SUPPLIED TEXT

Design system teams are often defined by designers and developers. Although the How We Document survey showed that most successful design system teams have product management in their team we still don't consider this role as valued as they should be within design systems. A Product Manager could be a game changer for your design system, your team, and your organization, so why ignore them?
Treat your design system as a product
Your design system is a product (even if infrastructure might be a better term). Having a UI library, coded components and documentation is important, but if you want to ensure some longevity to your design system, it also requires a backlog, a roadmap, a vision, some communication about it, and much more. However, working on all those other tasks isn’t the designer’s or developer’s responsibility. First, they may not have the skills to do it well. Secondly, spending too much time on those tasks means they would spend less time working on the design system.
This is why having a dedicated role in managing the design system as a product makes sense – so the designers and developers can focus on their main work. A dedicated Product Manager can help align a system's vision with the objectives of the organization, prioritize the roadmap based on those objectives, and create a communication strategy to drive adoption and create feedback loops with the consuming teams when system designers and engineers have the subject matter expertise to build a design system that's compatible with current workflows and technology. Plus, it is much easier to maintain a groomed backlog, maintain intake and support processes, and measure the impact of the design system to ensure ongoing investment when a product manager oversees it.

SUPPLIED MATERIAL

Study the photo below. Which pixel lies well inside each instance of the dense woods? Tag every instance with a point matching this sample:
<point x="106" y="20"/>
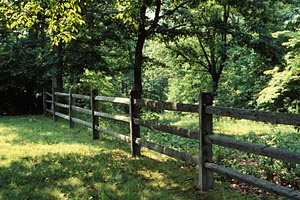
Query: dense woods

DIRECTIVES
(1) Please copy the passage on product managers in design systems word for word, from "Treat your design" to "the design system.".
(2) Write the next part of the passage on product managers in design systems, continuing after its final sentence.

RESPONSES TO THE EXERCISE
(1)
Treat your design system as a product
Your design system is a product (even if infrastructure might be a better term). Having a UI library, coded components and documentation is important, but if you want to ensure some longevity to your design system, it also requires a backlog, a roadmap, a vision, some communication about it, and much more. However, working on all those other tasks isn’t the designer’s or developer’s responsibility. First, they may not have the skills to do it well. Secondly, spending too much time on those tasks means they would spend less time working on the design system.

(2)
Product Owner or Product Manager for a design system?
When it comes to assigning the right responsibility of your design system to someone, it may not be obvious if it’s a Product Owner or a Product Manager you need. Just keep in mind that every organization is unique and it might depend on how your company is set up and how they define the roles.
From a Product Manager's perspective, it’s valuable to think of the design system as a product and to think about it strategically whereas Product Owners are often focused on short-term delivery of work, meeting requests from the business etc. That’s why a Product Manager could make more sense for a design system as they’re more focussed on how you deliver and not what you deliver or why.
Remember that the more you are, the messier it can be. If your design system is small, keep it simple and don’t add too many roles to your team. However, having a Product Manager and a Product Owner could also be an option, especially if your design system is big. One could be in charge of the delivery while the other one works on your design system’s strategy. It’s all about your organization's size and your design system’s ambition.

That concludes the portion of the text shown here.